### Task statement
Could you copy every line from the material below in which "JSON" appears?

### Exercise material
/---

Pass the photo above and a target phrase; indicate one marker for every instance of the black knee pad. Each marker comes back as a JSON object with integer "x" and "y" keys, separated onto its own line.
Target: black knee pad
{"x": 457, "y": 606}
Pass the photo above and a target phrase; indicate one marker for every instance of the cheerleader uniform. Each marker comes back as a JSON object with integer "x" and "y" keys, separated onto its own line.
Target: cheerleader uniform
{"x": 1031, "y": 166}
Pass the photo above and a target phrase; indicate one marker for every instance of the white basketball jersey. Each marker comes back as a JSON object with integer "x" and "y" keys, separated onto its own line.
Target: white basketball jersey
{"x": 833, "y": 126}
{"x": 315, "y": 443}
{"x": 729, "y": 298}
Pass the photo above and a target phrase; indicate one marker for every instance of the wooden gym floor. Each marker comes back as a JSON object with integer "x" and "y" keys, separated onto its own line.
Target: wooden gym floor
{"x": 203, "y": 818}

\---

### Output
Pass the photo above and a target phrase; indicate one marker for every instance of the black knee pad. Each marker comes back as a JSON object with integer "x" and "y" keys, separated onto its own line.
Pass the photo above and a target phrase; indicate one marker for every instance of the cheerleader uniform. Each marker comes back as a JSON object with integer "x" and "y" keys, separated onto its own line.
Pass the photo above and a target phrase; indicate one marker for every instance of the white basketball jersey. Each marker comes back as a JSON object with integer "x" and "y" keys, separated onto its own line.
Pass the photo above and a target phrase; indicate one marker for every instance of the wooden gym floor. Each marker comes back as a JSON object with integer "x" and "y" keys, separated onto its own line.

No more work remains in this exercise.